(ENTRIES PROVIDED):

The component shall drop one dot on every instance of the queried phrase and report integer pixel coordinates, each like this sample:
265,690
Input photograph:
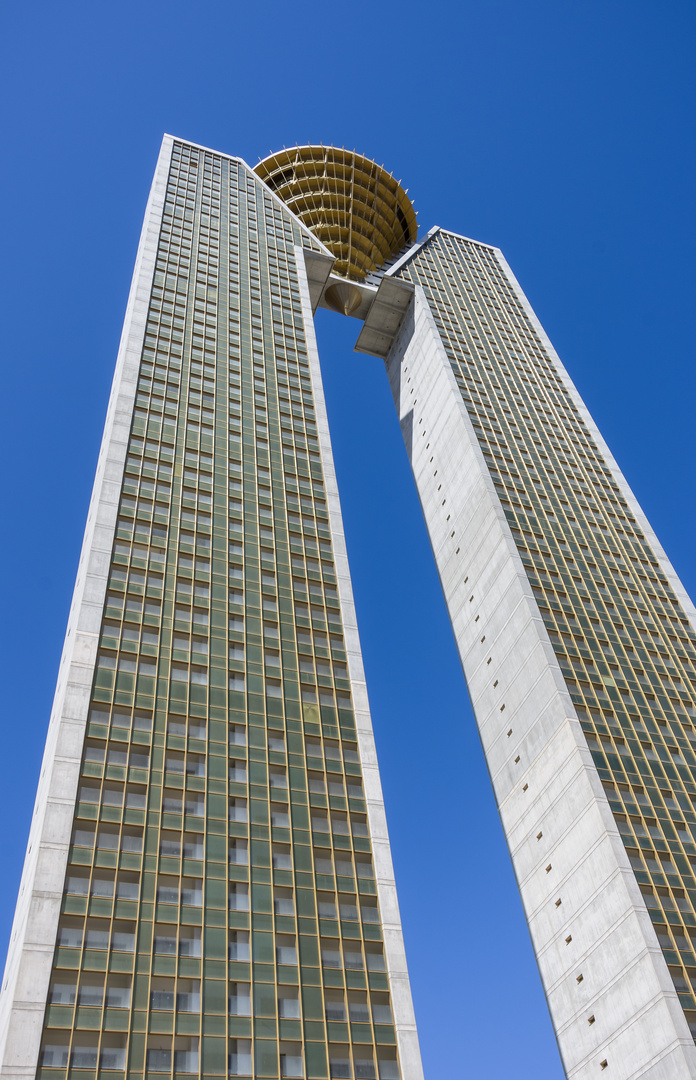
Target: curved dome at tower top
---
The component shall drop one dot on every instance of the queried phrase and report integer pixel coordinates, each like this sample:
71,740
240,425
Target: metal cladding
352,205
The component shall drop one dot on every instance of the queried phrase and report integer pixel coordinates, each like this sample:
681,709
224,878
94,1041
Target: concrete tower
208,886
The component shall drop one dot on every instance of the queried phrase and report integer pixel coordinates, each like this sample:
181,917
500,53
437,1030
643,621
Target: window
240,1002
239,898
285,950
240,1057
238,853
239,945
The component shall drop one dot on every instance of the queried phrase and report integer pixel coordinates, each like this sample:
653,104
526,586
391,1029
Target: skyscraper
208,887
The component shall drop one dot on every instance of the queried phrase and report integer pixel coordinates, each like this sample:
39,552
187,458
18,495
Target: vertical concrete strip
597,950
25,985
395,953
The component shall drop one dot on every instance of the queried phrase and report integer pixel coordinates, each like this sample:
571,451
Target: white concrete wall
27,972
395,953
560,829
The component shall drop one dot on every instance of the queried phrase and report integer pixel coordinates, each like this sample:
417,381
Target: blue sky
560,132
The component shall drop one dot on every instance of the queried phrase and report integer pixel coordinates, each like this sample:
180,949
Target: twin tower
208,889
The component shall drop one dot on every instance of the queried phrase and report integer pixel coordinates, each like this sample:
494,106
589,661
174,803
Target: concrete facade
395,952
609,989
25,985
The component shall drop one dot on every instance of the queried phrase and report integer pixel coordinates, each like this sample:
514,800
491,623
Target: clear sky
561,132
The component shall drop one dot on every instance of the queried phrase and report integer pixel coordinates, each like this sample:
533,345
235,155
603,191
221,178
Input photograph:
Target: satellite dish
==
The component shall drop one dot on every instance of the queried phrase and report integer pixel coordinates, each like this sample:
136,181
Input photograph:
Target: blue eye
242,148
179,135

(WHAT YOU WILL DO): Among the lines above, repeat exactly those from the line with "Target: metal cladding" to the line with "Target: satellite dish", counting both ends.

(OUTPUT BELOW):
Target: metal cladding
352,205
The component shall drop one dot on every instance of the queried phrase and report integer pixel coordinates, each like this sample:
681,709
224,878
94,1041
Target: concrete tower
208,886
The component shall drop one dot on every instance of the queried phrase and report integer pixel coordinates, each like this sample:
181,917
500,53
437,1030
643,621
Target: window
240,1002
239,898
285,950
240,1057
238,853
239,945
The component shall drop one dot on every instance of the queried phrase and report integer pixel coordinates, each like this sample:
653,104
526,586
391,1029
Target: skyscraper
208,887
The component shall drop one dot on every instance of the queried phrase and report integer pixel coordinates, each like this sample:
39,552
187,458
18,495
Target: vertical concrete strip
597,950
25,985
395,953
The component shall drop one dot on every instance of the queried phrase and report integer pixel coordinates, each like this sample:
571,451
Target: white concrete wall
27,972
395,953
560,829
The component shall drop one dot on every instance of the queried phrase and report integer pixel coordinates, each like this sample:
417,381
Target: blue sky
560,132
The component shall drop one dot on every instance of the queried phrase and report integer pixel coordinates, each like this sample:
180,949
Target: twin tower
208,889
The component shall drop one dot on every instance of the queried phrase and report integer pixel coordinates, each like this sample:
494,106
589,661
174,803
Target: concrete facade
395,952
609,989
25,985
The component shall drop one dot on every instance of the queried phrase and report integer pixel coordinates, each like this sample:
514,800
491,623
Target: clear sky
561,132
The component shall drop one dot on every instance of the queried phrase and report integer pixel coordinates, each like this sample:
533,345
235,155
603,191
221,178
Input photograph:
Target: satellite dish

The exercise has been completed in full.